▸ **WHAT IS EXPECTED**
List the countries that the article about Orchestra Baobab names as the native lands of the group's members.
** Opening PROVIDED TEXT block **
Out of West Africa

The legendary Orchestra Baobab has reunited and is bringing its Pan-African sound to San Francisco

The vibrant port city of Dakar has inspired some of the world's most gifted black musicians, from popular Senegalese singer Youssou N'Dour to American jazz legend John Coltrane. In 1970, an 11-piece group of vocalists, percussionists, string players, and a saxophonist got together to explore a fresh fusion of laid-back Cuban song styles and Pan-African influences at a regular gig at Baobab, a trendy club in the heart of the metropolis. In no time, Orchestra Baobab ruled the West African pop scene.

Before disbanding in 1985, the group recorded more than 20 albums, many of which were bootlegged and distributed internationally to world-music collectors, whose rabid interest elevated the classic LPs to cult status. So hopes were high for an enthusiastic response to last year's CD reissue of the 1982 recording Pirate's Choice. Indeed, both fans and critics hailed the disc as a four-star effort, which prompted many of the group's original members to come together for a reunion tour and to record Specialist in All Styles, a new album co-produced by N'Dour and slated for a September release.

These men in black play music that's out of this world.
Christina Jaspars
These men in black play music that's out of this world.

Orchestra Baobab is well versed in contemporary and traditional music from its various members' native lands, which include far-flung regions of Senegal, Mali, Morocco, and Togo. Yet the group's real appeal lies in its masterful variations on familiar Afro-Cuban motifs. A front line of five male vocalists provides a mesmerizing melodic lead, around which the rhythm section (percussion and acoustic bass) ebbs and flows in sultry, hip-swaying waves. Tenor saxophonist Issa Cissoko adds full-bodied riffs and patient solos, while guitarist Barthelemy Atisso -- the widely acknowledged superstar of the group -- weaves a stunning latticework of single-note explorations that reflects the bold tunefulness of jazz, R&B, and reggae-rock. In the end, Baobab's rare integration of Pan-African genres is one-of-a-kind.
** Closing PROVIDED TEXT block **
** Opening EXTRACTED ENTRIES block **
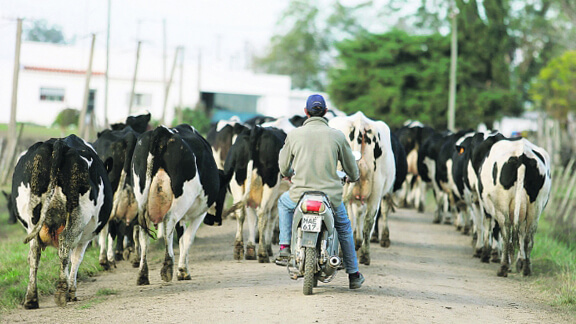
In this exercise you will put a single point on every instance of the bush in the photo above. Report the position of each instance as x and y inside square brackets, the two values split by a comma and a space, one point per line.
[197, 118]
[67, 117]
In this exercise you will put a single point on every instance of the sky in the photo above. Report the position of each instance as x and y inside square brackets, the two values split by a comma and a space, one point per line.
[222, 29]
[219, 27]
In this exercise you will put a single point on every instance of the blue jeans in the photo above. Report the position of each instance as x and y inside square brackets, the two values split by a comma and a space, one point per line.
[286, 209]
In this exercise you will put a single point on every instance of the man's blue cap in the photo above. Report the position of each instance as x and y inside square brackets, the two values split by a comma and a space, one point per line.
[315, 103]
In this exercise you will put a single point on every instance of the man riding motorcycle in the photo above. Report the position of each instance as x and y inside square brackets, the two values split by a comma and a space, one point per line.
[309, 157]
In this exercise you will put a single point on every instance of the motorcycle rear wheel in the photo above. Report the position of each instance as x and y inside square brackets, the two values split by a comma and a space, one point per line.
[309, 267]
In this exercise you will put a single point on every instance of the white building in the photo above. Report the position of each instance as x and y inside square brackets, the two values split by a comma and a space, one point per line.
[52, 77]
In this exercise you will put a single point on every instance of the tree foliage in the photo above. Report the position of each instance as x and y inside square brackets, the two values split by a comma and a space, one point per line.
[555, 88]
[41, 32]
[305, 50]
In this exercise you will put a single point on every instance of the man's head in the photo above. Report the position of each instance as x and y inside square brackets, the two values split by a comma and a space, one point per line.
[315, 106]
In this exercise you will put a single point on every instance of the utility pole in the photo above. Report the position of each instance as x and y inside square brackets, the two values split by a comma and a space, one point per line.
[82, 132]
[180, 107]
[453, 61]
[168, 84]
[13, 138]
[107, 76]
[134, 79]
[164, 56]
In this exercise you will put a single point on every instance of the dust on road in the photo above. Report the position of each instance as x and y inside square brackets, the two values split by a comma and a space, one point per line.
[427, 275]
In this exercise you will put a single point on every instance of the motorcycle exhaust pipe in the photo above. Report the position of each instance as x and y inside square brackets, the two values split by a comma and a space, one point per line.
[334, 262]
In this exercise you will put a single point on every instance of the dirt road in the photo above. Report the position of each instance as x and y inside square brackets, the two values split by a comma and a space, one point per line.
[428, 275]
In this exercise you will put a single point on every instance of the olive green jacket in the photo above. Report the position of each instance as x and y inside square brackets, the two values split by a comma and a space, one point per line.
[310, 156]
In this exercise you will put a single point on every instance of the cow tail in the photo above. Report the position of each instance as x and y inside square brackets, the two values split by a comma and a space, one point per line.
[518, 202]
[57, 153]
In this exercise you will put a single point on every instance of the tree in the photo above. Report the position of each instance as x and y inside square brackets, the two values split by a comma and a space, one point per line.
[305, 51]
[554, 90]
[396, 76]
[41, 32]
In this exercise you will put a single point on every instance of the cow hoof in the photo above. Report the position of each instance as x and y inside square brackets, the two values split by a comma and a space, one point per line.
[105, 264]
[269, 250]
[503, 272]
[61, 298]
[238, 251]
[495, 257]
[142, 280]
[364, 258]
[183, 275]
[385, 243]
[527, 268]
[250, 252]
[31, 303]
[477, 253]
[166, 273]
[263, 258]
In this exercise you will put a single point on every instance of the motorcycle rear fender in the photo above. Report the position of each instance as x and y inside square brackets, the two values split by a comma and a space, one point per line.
[309, 239]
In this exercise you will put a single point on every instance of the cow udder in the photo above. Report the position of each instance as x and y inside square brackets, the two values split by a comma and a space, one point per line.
[160, 197]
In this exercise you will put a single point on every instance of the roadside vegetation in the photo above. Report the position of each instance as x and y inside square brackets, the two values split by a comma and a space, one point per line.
[14, 267]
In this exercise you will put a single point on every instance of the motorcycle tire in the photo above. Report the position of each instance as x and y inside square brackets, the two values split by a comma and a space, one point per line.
[309, 267]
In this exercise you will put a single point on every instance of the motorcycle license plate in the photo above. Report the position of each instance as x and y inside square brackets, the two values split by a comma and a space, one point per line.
[311, 223]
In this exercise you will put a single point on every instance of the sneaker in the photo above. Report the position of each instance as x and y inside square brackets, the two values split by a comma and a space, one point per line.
[283, 257]
[356, 280]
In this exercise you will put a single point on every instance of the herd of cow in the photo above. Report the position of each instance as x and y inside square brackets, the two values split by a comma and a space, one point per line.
** Closing EXTRACTED ENTRIES block **
▸ **RESPONSE AREA**
Senegal, Mali, Morocco, Togo